AIM OF THE EXERCISE:
Drop every picture, then transcribe the remaining data exactly.

START SOURCE MATERIAL

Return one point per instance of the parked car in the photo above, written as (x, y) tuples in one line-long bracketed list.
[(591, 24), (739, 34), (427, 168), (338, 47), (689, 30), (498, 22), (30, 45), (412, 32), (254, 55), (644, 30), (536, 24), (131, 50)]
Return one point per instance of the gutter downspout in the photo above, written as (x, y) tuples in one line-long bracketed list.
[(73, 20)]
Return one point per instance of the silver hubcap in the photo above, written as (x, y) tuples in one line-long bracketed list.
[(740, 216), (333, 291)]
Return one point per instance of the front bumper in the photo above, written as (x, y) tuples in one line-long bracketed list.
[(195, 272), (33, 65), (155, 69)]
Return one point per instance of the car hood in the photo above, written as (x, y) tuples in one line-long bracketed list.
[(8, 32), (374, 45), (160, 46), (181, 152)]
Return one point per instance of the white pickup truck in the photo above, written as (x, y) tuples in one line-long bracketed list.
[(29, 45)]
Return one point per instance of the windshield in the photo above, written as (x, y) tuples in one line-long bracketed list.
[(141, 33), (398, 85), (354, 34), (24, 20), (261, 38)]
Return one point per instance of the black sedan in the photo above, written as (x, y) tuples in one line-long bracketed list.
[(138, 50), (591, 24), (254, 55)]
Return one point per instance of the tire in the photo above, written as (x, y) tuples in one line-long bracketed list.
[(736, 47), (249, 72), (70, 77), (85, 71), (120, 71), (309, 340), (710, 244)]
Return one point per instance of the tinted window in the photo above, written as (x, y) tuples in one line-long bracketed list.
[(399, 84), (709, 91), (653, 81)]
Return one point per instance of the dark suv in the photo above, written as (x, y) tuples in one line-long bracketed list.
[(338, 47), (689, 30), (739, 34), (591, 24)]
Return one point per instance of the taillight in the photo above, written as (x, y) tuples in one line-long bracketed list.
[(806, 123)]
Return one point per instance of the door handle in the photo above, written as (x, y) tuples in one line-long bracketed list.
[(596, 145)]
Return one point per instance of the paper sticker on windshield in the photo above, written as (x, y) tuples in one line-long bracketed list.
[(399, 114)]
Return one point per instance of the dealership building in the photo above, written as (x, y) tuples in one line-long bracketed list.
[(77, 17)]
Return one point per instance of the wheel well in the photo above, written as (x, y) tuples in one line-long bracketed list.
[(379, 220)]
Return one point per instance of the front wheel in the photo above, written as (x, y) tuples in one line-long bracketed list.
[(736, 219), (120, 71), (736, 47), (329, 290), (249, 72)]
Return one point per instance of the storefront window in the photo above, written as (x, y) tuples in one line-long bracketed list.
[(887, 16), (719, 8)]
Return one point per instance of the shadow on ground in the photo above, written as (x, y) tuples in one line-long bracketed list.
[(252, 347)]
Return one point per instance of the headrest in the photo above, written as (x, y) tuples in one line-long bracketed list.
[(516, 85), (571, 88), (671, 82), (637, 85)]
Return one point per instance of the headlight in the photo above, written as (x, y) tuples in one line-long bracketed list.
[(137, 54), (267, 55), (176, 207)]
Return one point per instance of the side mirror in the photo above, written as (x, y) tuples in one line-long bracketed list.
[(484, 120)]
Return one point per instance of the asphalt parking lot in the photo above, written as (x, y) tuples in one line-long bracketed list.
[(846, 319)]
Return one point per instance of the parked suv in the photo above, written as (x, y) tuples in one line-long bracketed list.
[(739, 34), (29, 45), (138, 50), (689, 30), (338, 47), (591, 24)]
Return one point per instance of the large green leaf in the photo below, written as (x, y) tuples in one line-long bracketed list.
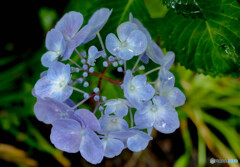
[(205, 35)]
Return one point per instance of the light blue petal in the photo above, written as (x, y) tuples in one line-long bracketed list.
[(48, 58), (162, 101), (122, 135), (124, 53), (55, 42), (76, 41), (88, 118), (137, 42), (167, 122), (112, 43), (70, 24), (138, 142), (59, 70), (110, 109), (49, 110), (168, 60), (121, 110), (112, 147), (65, 135), (167, 79), (155, 53), (43, 88), (125, 29), (62, 95), (91, 147), (176, 97)]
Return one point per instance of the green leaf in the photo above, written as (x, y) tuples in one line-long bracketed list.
[(204, 35), (120, 14)]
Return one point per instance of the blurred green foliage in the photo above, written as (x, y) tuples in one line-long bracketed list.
[(213, 104)]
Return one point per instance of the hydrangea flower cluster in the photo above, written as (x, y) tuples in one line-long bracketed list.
[(148, 105)]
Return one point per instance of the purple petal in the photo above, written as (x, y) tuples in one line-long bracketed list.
[(48, 58), (55, 41), (91, 147), (65, 135), (70, 24)]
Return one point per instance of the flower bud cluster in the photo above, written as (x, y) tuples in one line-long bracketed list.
[(75, 129)]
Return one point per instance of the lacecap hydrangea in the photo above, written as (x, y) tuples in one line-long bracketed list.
[(149, 105)]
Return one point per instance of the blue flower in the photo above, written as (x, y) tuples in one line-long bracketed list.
[(117, 106), (167, 89), (96, 22), (55, 84), (116, 132), (78, 135), (139, 141), (69, 26), (56, 45), (131, 42), (136, 89), (48, 110), (159, 115)]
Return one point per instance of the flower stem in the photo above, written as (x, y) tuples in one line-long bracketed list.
[(153, 70), (78, 53), (139, 58), (78, 90), (131, 116), (101, 42), (75, 63)]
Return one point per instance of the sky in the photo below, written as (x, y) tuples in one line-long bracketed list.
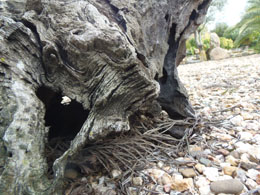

END SOURCE MATERIAL

EXERCISE SOLUTION:
Return one point per instance of the parked car in the photo above, written as (x, y) tuples in one line-long bracketed list.
[(591, 24), (739, 34), (427, 168), (338, 47), (689, 30), (498, 22), (30, 45), (412, 32), (254, 55), (644, 30), (536, 24), (131, 50)]
Return one point per instance of the gutter downspout in the photo above, written as (x, y) tuples in one line-long bracketed list.
[(73, 20)]
Return one point per instance of the silver hubcap in the photo above, written as (x, y) tuples in one line-long bracketed list.
[(740, 216), (333, 291)]
Return one point per instance of the front bumper in the photo above, written as (x, y) tuples in one line-long bracketed list.
[(195, 272), (33, 65), (155, 69)]
Return one point per instance of the car hood in the photo above, written as (x, y) tuples in one line-long bracketed list.
[(8, 32), (374, 45), (160, 46), (181, 152)]
Return one point per instance of the white pickup truck in the photo above, written as (x, y) tuples in one line-long bracketed list.
[(29, 45)]
Return one point per instance of the windshield in the photo above, written as (x, y) tuples in one line-long bracketed list.
[(141, 33), (398, 85), (354, 34), (24, 20), (261, 38)]
Return one point per instance of the black sedan in the photo above, written as (x, y) tuples in one line-long bracketed list.
[(138, 50), (591, 24), (254, 55)]
Return one point per instance of the tire in the photo above, written as (x, y) tuples in one line-long bracketed list.
[(736, 47), (249, 72), (70, 77), (85, 71), (120, 71), (309, 340), (710, 244)]
Return one point per instance of the tinted window in the photo above, written as (x, y) tuples in one line-long bracketed list.
[(399, 84), (709, 91), (653, 81)]
Return one point per instance of the dark suv in the photo above, written as (x, y) tuples in one line-long bracketed list.
[(338, 47), (689, 30), (739, 34), (591, 24)]
Return one point per instance of the taillight in the photo above, written as (x, y) tuples in one line-long bracketed list.
[(806, 123)]
Return one point per instance of the door handle in the photo above, written as (x, y) tuples in one line-long bracketed list.
[(596, 145)]
Return one point per instance of the paper sticker on windshield in the photo above, written as (x, y) tuples in one line-long bracketed list.
[(399, 114)]
Return one point per instance of the dealership building in the photo above, written as (x, y) tuples in one line-long bracketed list.
[(77, 17)]
Return one point per instance of the wheel well in the photo above, written as (x, y) tuples in one line-long bracketed list.
[(379, 220)]
Return one point per instance of the front wheel in the photo above, written as (x, y) tuples in one line-long bracketed list.
[(736, 219), (120, 71), (736, 47), (329, 290), (249, 72)]
Return one point per instance of the storefront window in the photo above, written as (x, y) tuples in one line-long bracketed list.
[(887, 16), (719, 8)]
Return one point per instance of the shadow on ground in the photo above, written as (x, y) tuples in one line-long bracketed list.
[(252, 347)]
Return one point per instance of the headrest in the photo above, written as (x, y) tuples in one line-long bracketed list.
[(516, 85), (571, 88), (671, 82), (637, 85)]
Return one point per instance of the headlight in the photo above, written as (x, y) tuples in one line-long bracketed list.
[(137, 54), (267, 55), (176, 207)]
Return one point per instance of the side mirror in the photo above, written as (x, y) tuples in one line-long bracketed list.
[(484, 120)]
Return one point per instance of the asphalt parking lot in the photo above, written as (x, y) tuples in one line-long bracketed list.
[(846, 319)]
Return one point per instance of the parked suv in the photo above, written as (x, y) tuples in one line-long bracketed list.
[(739, 34), (29, 45), (138, 50), (689, 30), (338, 47), (591, 24)]
Return one point per instance of the large green leaf in the photo below, written as (x, y) tuples in one line-long bracketed list.
[(205, 35)]
Return one point per instance of the light blue petal in the photo above, written as (x, y) tuples in one line-long bracketed list.
[(48, 58), (162, 101), (122, 135), (124, 53), (55, 42), (76, 41), (88, 118), (137, 42), (167, 122), (112, 43), (70, 24), (138, 142), (59, 70), (110, 109), (49, 110), (168, 60), (121, 110), (112, 147), (65, 135), (167, 79), (155, 53), (43, 88), (125, 29), (62, 95), (91, 147), (176, 97)]
Return one point per instance of the green leaf in the photo above, written as (x, y) tuples in one line-long bracketed list.
[(204, 35), (120, 14)]
Return one point per instance of the blurred green foliage in the photo above, written as (x, y) tuples in one line-long bracketed list.
[(213, 104)]
Return one point per instance of the hydrangea flower cluster in the photo above, written as (x, y) tuples in one line-long bracketed list.
[(148, 105)]
Return one point per instance of the purple petal in the photo above, written as (x, y) tuples in one line-long bracketed list.
[(48, 58), (55, 41), (91, 147), (65, 135), (70, 24)]
Return one point per instance of the flower bud cluster in the photo above, written as (x, y) tuples in one line-long bracketed list.
[(75, 129)]
Return one point per instance of the lacecap hydrangea in the photo above, written as (x, y) tuples in one line-long bracketed list.
[(149, 105)]
Return one point per instance of the blue flower in the photo above, written as (x, y) tuples in one line-long bracketed list.
[(117, 106), (167, 89), (96, 22), (55, 84), (116, 132), (78, 135), (139, 141), (69, 26), (56, 45), (131, 42), (136, 89), (48, 110), (159, 115)]
Return one point per instance of the flower stem in the photo above, written as (x, y) tuples in one line-long bracketed list.
[(153, 70), (78, 53), (139, 58), (78, 90), (131, 116), (101, 42), (75, 63)]
Return one point per instance of the sky in the photo below, written as (x, y) tuples in one line-long bracketed list.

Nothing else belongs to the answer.